● **Explore the material**:
a - List the three jobs the writer of the career account holds.
b - Answer these from the career account:
(i) At what age did the writer plan to become a film director?
(ii) For how many hours was the writer up to the knees in mud at the shed fire?
(iii) Which university seemed like an easier option than the foreign legion?

** Document extract follows **

After 3 years I decided they weren't going to let me be the boss so I thought I would move onto something else and thats when I ended up in Financial Services and moving back to West Linton, (something that I had promised myself as a teenager I would never do!!! Ha)
As you can imagine my life with 3 jobs can be very busy, no day is the same. On one particular day all three of my jobs were involved which is not uncommon. It went like this:
0200 in the morning when I am called to fire at a large agricultural shed. I spend 2 hours up to my knees in mud trying to pump water up to the fire. I get back to the station at 0400 to sort out all the gear and remember that I have a flight at 0700 to London for a financial services business meeting at 1030. I get home, shower and change and jump in my car for a mad dash to Edinburgh Airport. I attend my meeting where everybody thinks I have been out partying all night as I look rather rough and tired. I then have a mad dash across London with some antique watches to sell to a dealer I work with in London. I finish with a fine dinner in London with friends and nice bottle of wine, thinking who else has a day like mine!
Financial services is very fast paced and exciting environment which is both challenging and rewarding on many levels but most days are about helping people fix problems.
The Fire Service is different every time we go out the station but it normally involves physical hard work, lots of lateral thinking around problems and incredible team work.
The antique shop is all about spotting opportunities, taking calculated risks and more often than not hoping for the best.
No way! At 18 I was going to be a film director and was going to change the world with my amazing vision and talent!
Stay out of jail! That is no joke! I think my mum would have liked me to be a minister and my dad just wanted to get rid of me as a financial burden so any job would have suited him! My elder sisters were very academic and stable in what they wanted to do so I was a bit of a worry. I think my parents worried that they would be stuck with me for ever, little did they know that living with them was my worst nightmare and I would have joined the foreign legion to get out the house. However Napier university seemed like an easier option!
Have a bash if it doesn't suit you, try something else and if that doesn't work try something else and if you keep doing that till your 70 at least you can say you have lived.
Who knows, tomorrow I might decide to become an astronaut! I have used my training skills to work with young people and young offenders and if you learn how to sell you can sell anything anywhere/
I remember someone telling me a story (made up I think, but it sounds good anyway). He said that a famous writer was booked to give a lecture at Cambridge University on how to become a writer and to pass on his advice and words of wisdom to students. He had an audience of 300+ wannabe writers waiting for his words of wisdom. He stood up and said 'Hands up who wants to be a writer?' which everyone did. He then said 'Then go home and write!' and he walked out the door. Sometimes life is that simple, everything we need is there in front of us, we just need to take the first step.
In the case of brain surgery I like my surgeon to be qualified and trained but other paths in life just require the courage to have a go!

** End of Document extract **
** Data supplied follows **

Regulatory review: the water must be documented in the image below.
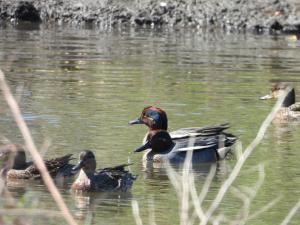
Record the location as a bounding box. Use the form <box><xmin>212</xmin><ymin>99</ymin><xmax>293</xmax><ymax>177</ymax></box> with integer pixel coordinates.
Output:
<box><xmin>0</xmin><ymin>25</ymin><xmax>300</xmax><ymax>225</ymax></box>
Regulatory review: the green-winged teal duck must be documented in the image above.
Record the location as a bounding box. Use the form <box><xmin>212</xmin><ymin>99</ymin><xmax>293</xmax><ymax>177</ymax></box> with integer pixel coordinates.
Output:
<box><xmin>135</xmin><ymin>130</ymin><xmax>235</xmax><ymax>163</ymax></box>
<box><xmin>0</xmin><ymin>144</ymin><xmax>73</xmax><ymax>179</ymax></box>
<box><xmin>260</xmin><ymin>82</ymin><xmax>300</xmax><ymax>122</ymax></box>
<box><xmin>129</xmin><ymin>106</ymin><xmax>237</xmax><ymax>162</ymax></box>
<box><xmin>71</xmin><ymin>150</ymin><xmax>136</xmax><ymax>192</ymax></box>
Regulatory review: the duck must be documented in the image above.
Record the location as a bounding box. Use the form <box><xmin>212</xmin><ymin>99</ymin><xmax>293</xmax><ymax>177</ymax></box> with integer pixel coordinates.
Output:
<box><xmin>135</xmin><ymin>130</ymin><xmax>237</xmax><ymax>165</ymax></box>
<box><xmin>71</xmin><ymin>150</ymin><xmax>136</xmax><ymax>192</ymax></box>
<box><xmin>129</xmin><ymin>106</ymin><xmax>237</xmax><ymax>163</ymax></box>
<box><xmin>0</xmin><ymin>144</ymin><xmax>73</xmax><ymax>179</ymax></box>
<box><xmin>260</xmin><ymin>82</ymin><xmax>300</xmax><ymax>122</ymax></box>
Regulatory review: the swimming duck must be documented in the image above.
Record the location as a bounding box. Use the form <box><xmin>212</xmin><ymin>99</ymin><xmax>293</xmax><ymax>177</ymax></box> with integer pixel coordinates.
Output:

** End of Data supplied **

● **Results of the exercise**:
a -
Financial services
The Fire Service
The antique shop

b -
(i) 18
(ii) 2 hours
(iii) Napier university